■ **Exercise task 1**
Could you give, as a numbered list with blank lines dropped, everything in the listing from the line containing "the green boat" down to the line containing "x=150 y=290", including both of those lines?

Ultimately, Hausladen said, McCormack Baron and Related didn’t get the deal they sought and the unpaid debt and taxes they owed to the city grew to around $27 million. The city leveraged the threat of foreclosure to instigate a sale, and in 2019, Beacon Communities won a competitive bidding process for the property, in part because Beacon promised to maintain 56% of the units for renters earning less than 60% of the area median income. Similarly, the city saw an opportunity to take possession of the project’s 266-space State Street Garage for back taxes. “The garage is in a very vibrant part of downtown,” Hausladen said, “and we saw an opportunity to turn it into shared parking and leverage its benefit for more than just one development.”
The development in the 1990s of the mixed-income Residences at Ninth Square played a key role in the revitalization of downtown New Haven. The apartments, now known as Ninth Square Apartments, occupy three plots, including the residences above the Orange Street retail in the foreground above. Financial difficulties and changes in parking requirements more than a decade later provided an opportunity for the city to turn State Steet Garage, one of the project's two garages, into a public parking. Photo above and at top courtesy of Beacon Communities
Amid negotiations to finalize the property’s sale, however, the city agreed to pay Beacon $3.6 million for the garage – $120,000 annually for 30 years – and a nominal amount for two small surface lots, he added. That made the deal more palatable to Beacon and its lenders. “We broke all the easements that were tying the garage to the project,” Hausladen said, “but we wanted the transaction to go forward and the underwriters needed some contribution from the garage.” The city immediately converted the garage to public use and began charging parkers, including Beacon, for any State Street Garage spaces used by its residents in the property, which was renamed Ninth Square Apartments. That incentivized the new owner to consolidate the parking included in residents’ leases into the complex’s other garage, he said.
The map above shows State Street Garage in yellow; the Residences at Ninth Square, renamed Ninth Square Apartments, in red; Ninth Square Apartments’ remaining private parking garage in green; and Beacon Communities’ Atwater at Ninth Square residential development, which broke ground in 2024, in blue.
In the five years after the city took possession of State Street Garage, New Haven spent $6 million on deferred maintenance and other capital improvements for the garage, and then the city began reaping a profit, Hausladen said. That revenue and the garage’s positive impact on the district have validated the city’s decision to pursue the deal. While bidders for the Ninth Square project had balked at New Haven’s intent to separate the garage from the rest of the complex, the city had seen a way to clean up bad parking policy, Hausladen said. Parking had been built into apartment rental rates, so residents had essentially received parking for free, he said, and while the original developers made parking available to the public for a fee, that was limited to daytime hours. Most residents of the Residences at Ninth Square treated State Street Garage as storage for their cars while restaurant employees and other workers took up much of the limited street parking in the evenings, he added.

■ **Exercise task 2**
Can you copy, word for word, everything in the State Street Garage passage from "The map above" down to "2024, in blue."?

■ **Supplied material**
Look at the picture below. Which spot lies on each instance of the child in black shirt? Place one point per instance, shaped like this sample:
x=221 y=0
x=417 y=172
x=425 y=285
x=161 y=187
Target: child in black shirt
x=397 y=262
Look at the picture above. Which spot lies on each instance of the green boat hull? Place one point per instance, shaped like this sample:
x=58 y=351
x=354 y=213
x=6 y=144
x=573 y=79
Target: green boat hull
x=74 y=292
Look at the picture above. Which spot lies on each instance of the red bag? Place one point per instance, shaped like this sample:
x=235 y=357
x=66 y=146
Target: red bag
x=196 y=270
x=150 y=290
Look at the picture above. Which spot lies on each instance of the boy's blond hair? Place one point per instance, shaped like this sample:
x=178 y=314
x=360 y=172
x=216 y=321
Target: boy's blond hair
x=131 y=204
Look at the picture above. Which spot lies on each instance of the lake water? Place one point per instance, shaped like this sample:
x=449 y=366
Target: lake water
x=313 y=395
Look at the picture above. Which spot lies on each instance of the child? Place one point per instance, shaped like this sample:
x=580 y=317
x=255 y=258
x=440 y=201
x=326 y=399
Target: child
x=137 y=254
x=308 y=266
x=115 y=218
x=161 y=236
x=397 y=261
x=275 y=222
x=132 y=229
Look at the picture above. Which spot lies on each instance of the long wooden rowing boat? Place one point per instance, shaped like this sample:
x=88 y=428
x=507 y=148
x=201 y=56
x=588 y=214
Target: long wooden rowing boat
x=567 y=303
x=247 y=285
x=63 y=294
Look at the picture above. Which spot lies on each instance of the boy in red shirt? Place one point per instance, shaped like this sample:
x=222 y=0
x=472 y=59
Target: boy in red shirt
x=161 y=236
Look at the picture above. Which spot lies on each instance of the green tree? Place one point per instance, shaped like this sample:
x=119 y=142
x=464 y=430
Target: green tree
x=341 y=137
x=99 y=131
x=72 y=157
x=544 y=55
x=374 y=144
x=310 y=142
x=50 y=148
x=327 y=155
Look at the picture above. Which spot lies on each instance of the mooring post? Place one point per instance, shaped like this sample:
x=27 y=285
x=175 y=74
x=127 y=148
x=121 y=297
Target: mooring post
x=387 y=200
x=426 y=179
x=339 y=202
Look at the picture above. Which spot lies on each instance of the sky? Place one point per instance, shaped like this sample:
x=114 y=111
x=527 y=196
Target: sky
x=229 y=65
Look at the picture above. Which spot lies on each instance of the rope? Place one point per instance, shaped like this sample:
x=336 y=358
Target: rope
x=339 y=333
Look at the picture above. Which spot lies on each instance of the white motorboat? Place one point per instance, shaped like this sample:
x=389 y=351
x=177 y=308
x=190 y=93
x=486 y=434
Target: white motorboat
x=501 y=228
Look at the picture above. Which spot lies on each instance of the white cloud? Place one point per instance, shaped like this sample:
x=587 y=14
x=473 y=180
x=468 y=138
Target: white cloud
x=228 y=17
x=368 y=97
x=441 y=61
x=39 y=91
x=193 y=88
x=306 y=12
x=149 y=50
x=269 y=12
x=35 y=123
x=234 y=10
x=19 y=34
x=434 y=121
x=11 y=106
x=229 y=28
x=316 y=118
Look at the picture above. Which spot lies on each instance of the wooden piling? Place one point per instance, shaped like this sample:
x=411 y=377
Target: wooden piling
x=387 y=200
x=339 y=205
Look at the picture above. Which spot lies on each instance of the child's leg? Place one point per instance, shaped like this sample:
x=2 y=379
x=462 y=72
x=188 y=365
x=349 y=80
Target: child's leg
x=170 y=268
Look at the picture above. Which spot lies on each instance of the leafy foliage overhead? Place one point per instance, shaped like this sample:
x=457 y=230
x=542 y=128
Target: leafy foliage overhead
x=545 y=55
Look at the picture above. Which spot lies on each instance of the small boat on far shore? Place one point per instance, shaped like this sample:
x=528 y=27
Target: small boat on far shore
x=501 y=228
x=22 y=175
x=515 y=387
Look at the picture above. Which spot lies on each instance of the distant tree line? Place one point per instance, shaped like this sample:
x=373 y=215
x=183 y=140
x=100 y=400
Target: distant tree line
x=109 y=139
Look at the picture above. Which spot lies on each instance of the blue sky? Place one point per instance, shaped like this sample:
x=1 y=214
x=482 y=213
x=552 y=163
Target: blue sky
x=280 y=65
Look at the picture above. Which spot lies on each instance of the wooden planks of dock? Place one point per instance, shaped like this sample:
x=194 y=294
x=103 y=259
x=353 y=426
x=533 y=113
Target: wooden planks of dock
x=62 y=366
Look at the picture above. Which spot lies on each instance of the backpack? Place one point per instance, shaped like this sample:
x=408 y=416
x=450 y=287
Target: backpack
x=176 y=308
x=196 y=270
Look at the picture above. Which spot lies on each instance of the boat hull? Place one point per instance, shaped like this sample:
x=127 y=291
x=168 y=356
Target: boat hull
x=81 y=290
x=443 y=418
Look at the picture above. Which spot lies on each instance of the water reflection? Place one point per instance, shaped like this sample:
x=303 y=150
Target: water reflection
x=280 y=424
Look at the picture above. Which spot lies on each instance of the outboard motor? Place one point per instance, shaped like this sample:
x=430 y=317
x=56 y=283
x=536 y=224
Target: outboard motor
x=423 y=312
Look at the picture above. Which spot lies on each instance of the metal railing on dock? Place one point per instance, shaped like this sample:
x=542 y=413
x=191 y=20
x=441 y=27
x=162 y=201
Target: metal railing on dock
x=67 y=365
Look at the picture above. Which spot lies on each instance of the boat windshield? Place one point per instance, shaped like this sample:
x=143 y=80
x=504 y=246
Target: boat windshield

■ **Answer 1**
1. Look at the picture above. Which spot lies on each instance of the green boat hull? Place one point per instance, shaped like this sample:
2. x=58 y=351
3. x=354 y=213
4. x=6 y=144
5. x=573 y=79
6. Target: green boat hull
7. x=74 y=292
8. Look at the picture above. Which spot lies on each instance of the red bag? Place one point per instance, shaped like this sample:
9. x=235 y=357
10. x=66 y=146
11. Target: red bag
12. x=196 y=270
13. x=150 y=290

■ **Answer 2**
The map above shows State Street Garage in yellow; the Residences at Ninth Square, renamed Ninth Square Apartments, in red; Ninth Square Apartments’ remaining private parking garage in green; and Beacon Communities’ Atwater at Ninth Square residential development, which broke ground in 2024, in blue.